• Selection
::::

Riikka Kyrö, Antti Peltokorpi and Karlos Artto

This paper aims to increase understanding on how co-locating in a multi-firm campus setting could be of value to healthcare organizations.

Abstract

Purpose

This paper aims to increase understanding on how co-locating in a multi-firm campus setting could be of value to healthcare organizations.

Design/methodology/approach

The paper presents a qualitative case study of two health campuses in Finland. The data comprises interviews with different organizations operating on the campuses, complemented by onsite observations, and analysis of archival data.

Findings

Based on the empirical analysis, the value of co-locating as perceived by the organizations operating on campus is grouped into four categories: connectivity, cost-efficiency, community and collaboration (or the “four Cs”).

Research limitations/implications

The study does not aim at statistical genaralizability but rather seeks to draw analytical generalizations based on identified empirical regularities. The developed value framework, the four Cs, contributes to current scholarly knowledge on location strategies.

::::

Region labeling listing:

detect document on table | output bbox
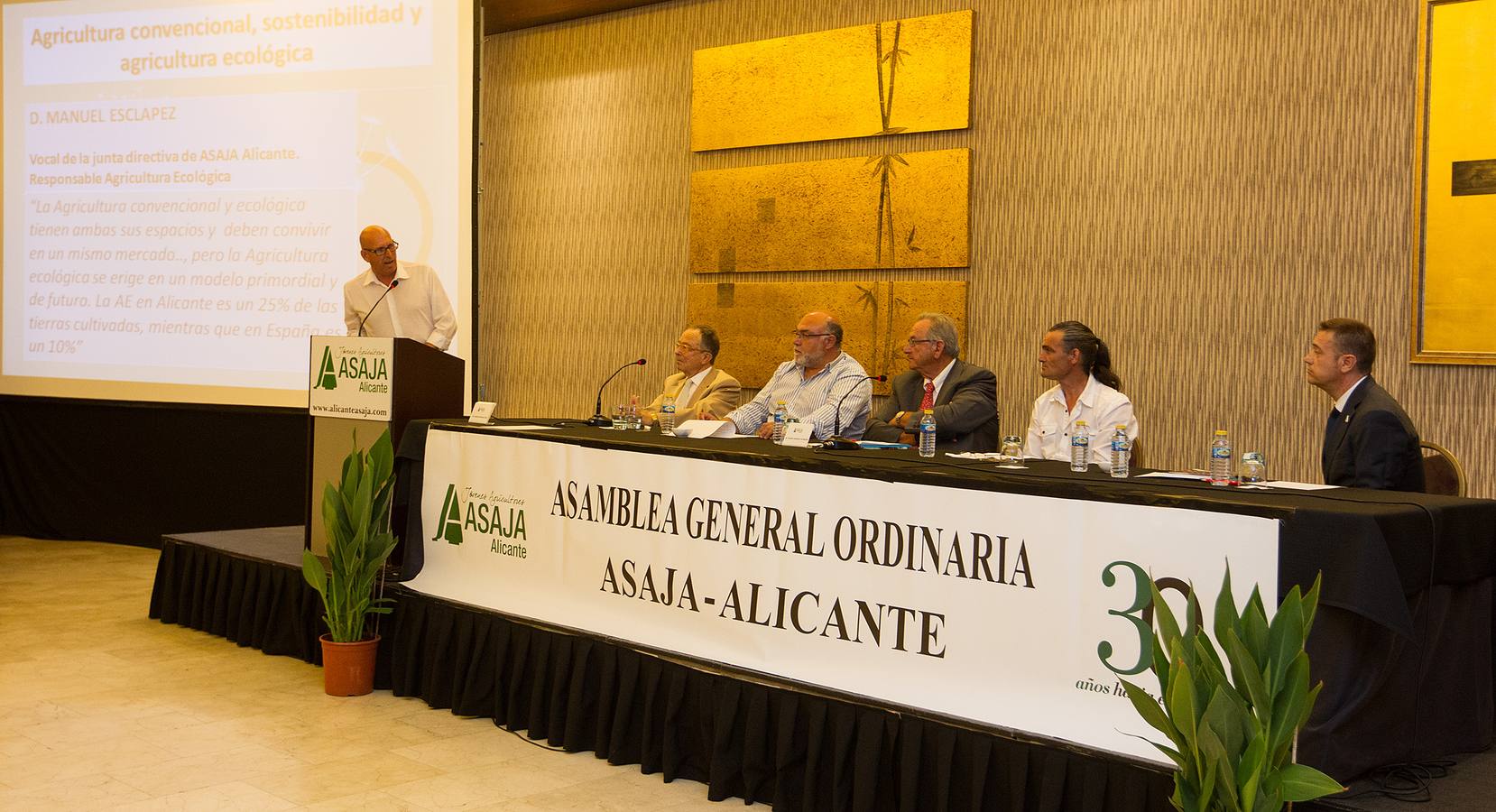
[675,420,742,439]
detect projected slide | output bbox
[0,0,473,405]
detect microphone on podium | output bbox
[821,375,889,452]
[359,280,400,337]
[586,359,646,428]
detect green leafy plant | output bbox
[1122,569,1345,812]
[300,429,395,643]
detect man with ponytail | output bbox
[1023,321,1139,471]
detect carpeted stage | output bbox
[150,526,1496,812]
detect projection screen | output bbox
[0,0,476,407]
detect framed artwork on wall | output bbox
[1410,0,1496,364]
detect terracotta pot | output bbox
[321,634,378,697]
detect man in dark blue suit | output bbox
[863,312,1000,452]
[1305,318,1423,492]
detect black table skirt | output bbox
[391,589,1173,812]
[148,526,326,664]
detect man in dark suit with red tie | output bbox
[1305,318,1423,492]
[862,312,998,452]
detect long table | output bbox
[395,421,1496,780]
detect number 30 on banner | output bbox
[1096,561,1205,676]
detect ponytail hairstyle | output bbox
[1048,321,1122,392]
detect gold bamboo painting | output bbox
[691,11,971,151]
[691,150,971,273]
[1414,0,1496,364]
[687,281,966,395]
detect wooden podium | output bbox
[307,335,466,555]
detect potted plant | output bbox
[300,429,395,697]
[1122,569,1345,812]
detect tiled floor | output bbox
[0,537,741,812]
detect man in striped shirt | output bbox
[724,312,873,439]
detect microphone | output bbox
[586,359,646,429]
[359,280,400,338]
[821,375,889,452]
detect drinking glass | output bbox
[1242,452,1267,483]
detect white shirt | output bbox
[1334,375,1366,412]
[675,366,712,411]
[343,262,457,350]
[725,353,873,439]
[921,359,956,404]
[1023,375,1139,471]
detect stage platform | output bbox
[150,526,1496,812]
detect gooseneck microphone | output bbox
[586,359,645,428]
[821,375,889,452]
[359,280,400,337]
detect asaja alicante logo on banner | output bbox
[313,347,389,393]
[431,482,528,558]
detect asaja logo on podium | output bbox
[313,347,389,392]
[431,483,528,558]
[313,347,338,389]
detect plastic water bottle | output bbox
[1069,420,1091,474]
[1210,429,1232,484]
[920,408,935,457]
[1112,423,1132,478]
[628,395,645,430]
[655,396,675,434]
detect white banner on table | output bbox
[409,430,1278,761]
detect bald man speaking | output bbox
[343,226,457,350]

::::

• Aim 1
Name the categories of co-locating value that the health campus abstract identifies.
• Aim 2
Answer from the health campus abstract:
(a) How many health campuses were studied, and in what country?
(b) Besides interviews, what other data did the study use?
(c) What kind of generalizations does the study seek to draw?
Nothing in the listing is needed for this work.

• Response 1
Connectivity, cost-efficiency, community and collaboration.

• Response 2
(a) Two, in Finland.
(b) Onsite observations and analysis of archival data.
(c) Analytical generalizations based on identified empirical regularities.